* START Passage provided *

# Question for people running oo in the states



## Darrenmb (Nov 13, 2018)

Where is everyone getting their stuff from? Not much on ebay over here, and shipping from uk gets a bit outrageous...


----------



## Krieglok (Sep 7, 2013)

Here....on eBay too, but the website works great. Excellent prices and cheap shipping...

https://www.ajmrailways.com

Tom


----------



## Chops124 (Dec 23, 2015)

Many thanks for the tip. My internet searches only turned up some widely scattered OO retailers who basically kept a few odd pieces around as a curiousity to sell to the curious. 

I've been paying a King's ransom to import stuff, and very occasionally I stumble over something in a junk shop on a lucky day. I will have to take a hard look at these AJN guys.


----------



## Genetk44 (Feb 26, 2016)

Checkout Britannia Mdels in British Columbia...


----------



## Krieglok (Sep 7, 2013)

Yes, I used to buy from a fellow on EBay. He was from BC, but I have not seen him on the web lately. His shipping costs were cheap. The trains are Toys, so no duty or customs fees.

AJM Railways is expert at packing stuff for great protection while being lightweight to keep shipping costs down. 

EHattons is a big shop in England I buy from too. I buy mostly N gauge from them.

I guess I tend to take the shipping costs in stride as they are shipping from overseas. I really cannot complain.

* END Passage provided *
* START Raw data *

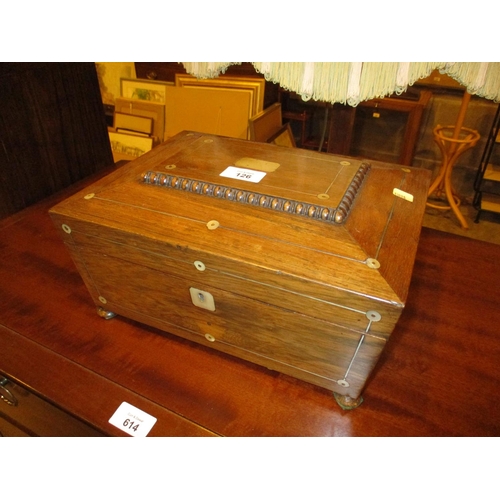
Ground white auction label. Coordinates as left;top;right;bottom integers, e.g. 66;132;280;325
220;167;266;182
108;402;157;437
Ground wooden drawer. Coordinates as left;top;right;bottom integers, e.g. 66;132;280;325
0;377;104;437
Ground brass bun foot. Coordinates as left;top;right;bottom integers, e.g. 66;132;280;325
333;392;363;410
97;307;116;319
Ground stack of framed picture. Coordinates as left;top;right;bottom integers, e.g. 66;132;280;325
109;75;265;161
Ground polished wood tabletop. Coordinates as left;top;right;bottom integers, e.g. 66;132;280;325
0;170;500;436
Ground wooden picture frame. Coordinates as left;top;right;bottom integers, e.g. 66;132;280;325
113;111;153;137
115;97;165;142
165;86;252;139
175;73;266;118
120;78;174;104
108;131;153;162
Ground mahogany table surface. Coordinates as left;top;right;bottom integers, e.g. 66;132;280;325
0;167;500;436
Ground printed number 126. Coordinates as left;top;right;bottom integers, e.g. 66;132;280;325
123;418;139;432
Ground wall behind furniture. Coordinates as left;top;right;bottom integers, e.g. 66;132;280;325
0;62;113;218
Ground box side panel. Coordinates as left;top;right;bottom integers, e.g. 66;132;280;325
75;249;385;393
50;216;402;338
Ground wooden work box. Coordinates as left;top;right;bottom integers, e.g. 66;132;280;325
51;132;429;408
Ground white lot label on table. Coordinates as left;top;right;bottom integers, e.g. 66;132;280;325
109;402;157;437
220;167;266;183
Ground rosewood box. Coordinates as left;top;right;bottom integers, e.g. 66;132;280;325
50;132;430;408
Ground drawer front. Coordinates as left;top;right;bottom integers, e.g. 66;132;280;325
0;376;103;437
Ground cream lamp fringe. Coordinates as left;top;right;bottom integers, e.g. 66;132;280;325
182;62;500;106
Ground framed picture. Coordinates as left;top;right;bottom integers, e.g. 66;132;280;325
175;74;266;118
108;131;153;162
113;111;153;137
120;78;174;104
115;97;166;142
165;87;251;139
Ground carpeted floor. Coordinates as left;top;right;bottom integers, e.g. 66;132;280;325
423;203;500;245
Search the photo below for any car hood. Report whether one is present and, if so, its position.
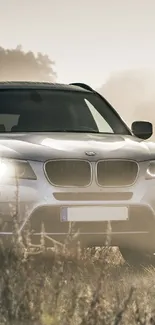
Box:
[0,132,155,162]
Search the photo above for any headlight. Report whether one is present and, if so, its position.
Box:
[0,158,37,181]
[145,161,155,179]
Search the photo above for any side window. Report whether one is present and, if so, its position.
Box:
[85,99,114,133]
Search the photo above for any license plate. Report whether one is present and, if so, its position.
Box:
[61,206,128,222]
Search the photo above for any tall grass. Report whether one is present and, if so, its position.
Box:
[0,232,155,325]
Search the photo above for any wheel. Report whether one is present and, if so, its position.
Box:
[119,247,155,267]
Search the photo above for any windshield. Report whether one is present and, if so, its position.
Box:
[0,89,129,134]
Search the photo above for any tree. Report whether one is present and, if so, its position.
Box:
[99,69,155,125]
[0,45,56,82]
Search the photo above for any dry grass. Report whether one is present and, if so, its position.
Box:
[0,235,155,325]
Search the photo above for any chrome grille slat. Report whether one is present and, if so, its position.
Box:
[45,159,92,187]
[96,160,139,187]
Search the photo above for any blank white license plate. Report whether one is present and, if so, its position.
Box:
[61,206,128,222]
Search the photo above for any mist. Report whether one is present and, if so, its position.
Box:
[98,69,155,138]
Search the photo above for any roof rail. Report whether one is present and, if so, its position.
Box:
[69,82,93,91]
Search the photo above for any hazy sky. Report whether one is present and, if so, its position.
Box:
[0,0,155,87]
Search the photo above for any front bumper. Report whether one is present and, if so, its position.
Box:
[0,162,155,250]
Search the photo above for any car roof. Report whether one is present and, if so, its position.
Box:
[0,81,90,92]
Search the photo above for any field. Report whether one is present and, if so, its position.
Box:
[0,234,155,325]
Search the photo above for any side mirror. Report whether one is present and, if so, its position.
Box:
[131,121,153,140]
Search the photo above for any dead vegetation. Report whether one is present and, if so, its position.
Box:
[0,230,155,325]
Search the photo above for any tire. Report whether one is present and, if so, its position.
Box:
[119,247,155,267]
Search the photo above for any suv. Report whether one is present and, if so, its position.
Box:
[0,82,155,262]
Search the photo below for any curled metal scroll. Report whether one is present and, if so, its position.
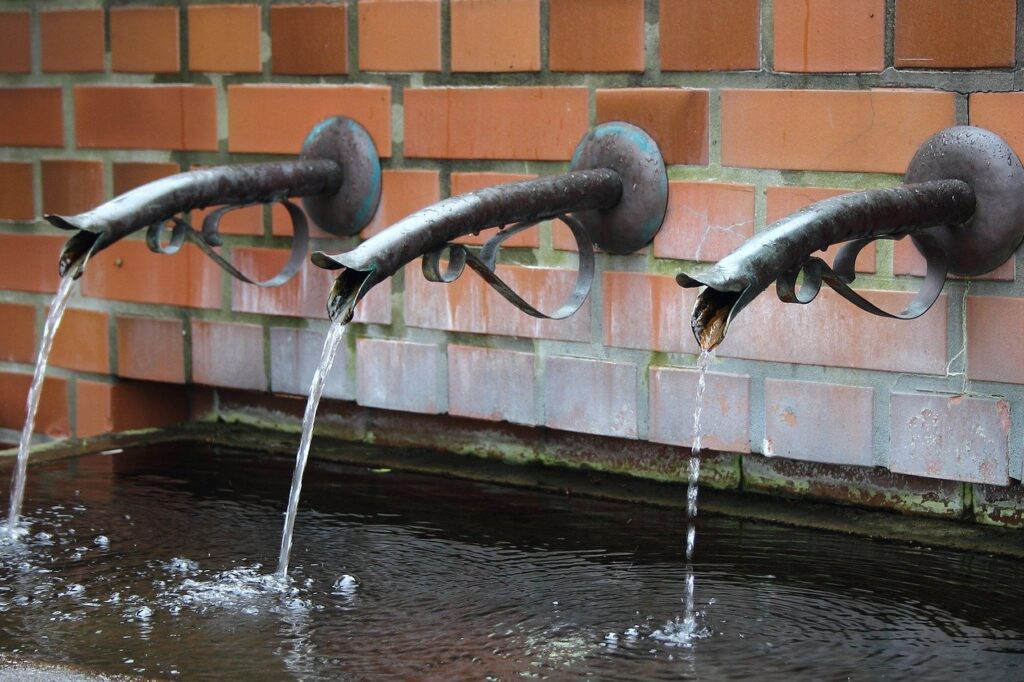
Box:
[775,236,948,319]
[145,200,309,287]
[423,215,594,319]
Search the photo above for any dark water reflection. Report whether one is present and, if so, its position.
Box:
[0,444,1024,680]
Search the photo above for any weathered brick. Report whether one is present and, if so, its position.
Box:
[447,344,537,425]
[889,392,1010,485]
[597,88,709,164]
[773,0,886,72]
[355,339,447,415]
[647,367,751,453]
[722,90,955,173]
[548,0,644,72]
[761,379,874,467]
[404,87,589,161]
[191,319,267,391]
[227,85,391,157]
[270,327,355,400]
[75,85,217,151]
[406,261,590,341]
[117,315,185,384]
[658,0,761,71]
[654,182,754,261]
[451,0,541,73]
[544,355,638,438]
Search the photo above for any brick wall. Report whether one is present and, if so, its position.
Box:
[0,0,1024,520]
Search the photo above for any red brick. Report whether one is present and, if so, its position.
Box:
[0,235,67,294]
[357,0,441,71]
[0,303,36,363]
[227,85,391,157]
[191,319,267,391]
[75,379,188,438]
[452,172,540,249]
[0,87,63,146]
[188,5,263,74]
[270,327,355,400]
[654,182,754,261]
[658,0,761,71]
[0,372,71,438]
[110,7,180,74]
[889,393,1010,485]
[544,355,638,438]
[761,379,874,467]
[117,315,185,384]
[0,12,32,74]
[404,87,589,161]
[406,261,591,341]
[39,8,106,73]
[597,88,708,164]
[766,186,877,272]
[75,85,217,151]
[647,367,751,453]
[80,240,221,308]
[0,161,36,220]
[451,0,541,73]
[447,344,537,425]
[548,0,644,72]
[360,169,440,239]
[50,308,111,374]
[773,0,886,73]
[722,90,955,173]
[270,5,348,76]
[355,339,447,415]
[894,0,1017,69]
[40,159,103,215]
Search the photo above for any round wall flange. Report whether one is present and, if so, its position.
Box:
[299,116,381,237]
[570,121,669,253]
[905,126,1024,276]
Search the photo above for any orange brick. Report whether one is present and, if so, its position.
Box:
[270,5,348,76]
[40,159,103,215]
[722,90,955,173]
[188,5,263,73]
[548,0,643,72]
[75,379,188,438]
[0,303,36,363]
[452,0,541,73]
[774,0,886,72]
[360,170,440,239]
[227,85,391,157]
[597,88,708,164]
[50,308,111,374]
[357,0,441,71]
[654,182,754,261]
[0,12,32,74]
[39,8,105,73]
[894,0,1017,69]
[658,0,761,71]
[0,235,67,294]
[110,7,181,74]
[0,88,63,146]
[0,161,36,220]
[404,87,588,161]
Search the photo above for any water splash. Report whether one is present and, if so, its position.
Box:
[278,317,348,578]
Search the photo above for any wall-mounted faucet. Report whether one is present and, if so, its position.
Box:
[44,117,381,286]
[676,126,1024,350]
[312,122,669,322]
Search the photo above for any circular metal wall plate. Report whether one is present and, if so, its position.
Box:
[299,116,381,237]
[570,122,669,253]
[905,126,1024,276]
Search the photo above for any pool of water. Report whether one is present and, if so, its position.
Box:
[0,445,1024,680]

* END Raw data *

» Task requirements:
A - Copy the part of the forum thread on buying OO models in the States that runs between "## Chops124 (Dec" and "to the curious.", inclusive.
B - Continue the forum thread on buying OO models in the States from its last post onward.

» Exercise results:
A -
## Chops124 (Dec 23, 2015)

Many thanks for the tip. My internet searches only turned up some widely scattered OO retailers who basically kept a few odd pieces around as a curiousity to sell to the curious.

B -
One thing that throws people off is the VAT tax. On some British websites, they add the vat tax to the total for check out but then deduct the VAT when the website recognizes that you are from a country other than the U.K. It is a huge amount of money that buyers from outside the U.K. do not pay.

Tom


----------



## Darrenmb (Nov 13, 2018)

Thanks for everyone's input, already had Hattons and brittania in my bookmarks, Britannia isnt really internet friendly, everything is listed nicely, but there no add to cart feature, you have to print a different page, write parts numbers etc.. but ebay does indeed turn up a treasure once in a while... just scored a stephensons rocket for a 100 bucks..


----------



## Genetk44 (Feb 26, 2016)

Darrenmb said:


> ?..... Britannia isnt really internet friendly, everything is listed nicely, but there no add to cart feature, you have to print a different page, write parts numbers etc......


Really! Britannia I used to just send an email with the part #s I wanted....and livery if required and it was that simple.


----------



## Old_Hobo (Feb 20, 2014)

I have bought from Britannia, and although they don't have a shopping cart system on their site, the system they do use is great.....I usually receive my order within a week....although I am only one province over.....😄


----------



## Darrenmb (Nov 13, 2018)

I stand corrected... I just purchased from Britannia and although no able to do so on website, I went old school and made a phone call.... they had the Christmas 2018 hornby wagon that is sold out everywhere else. They took my info, called back after packing and weighing said wagon and gave me a total price, paid by cc over phone, couldnt have been easier! I'm very pleased and can recommend them highly.


----------



## Chops (Dec 6, 2018)

I have, and while I am grateful we have anyone in NA with a decent array, the customs fees for 
Canadian goods makes my hair fall out. The Canadian tax system is such that I wonder how anyone 
manages.


----------



## Old_Hobo (Feb 20, 2014)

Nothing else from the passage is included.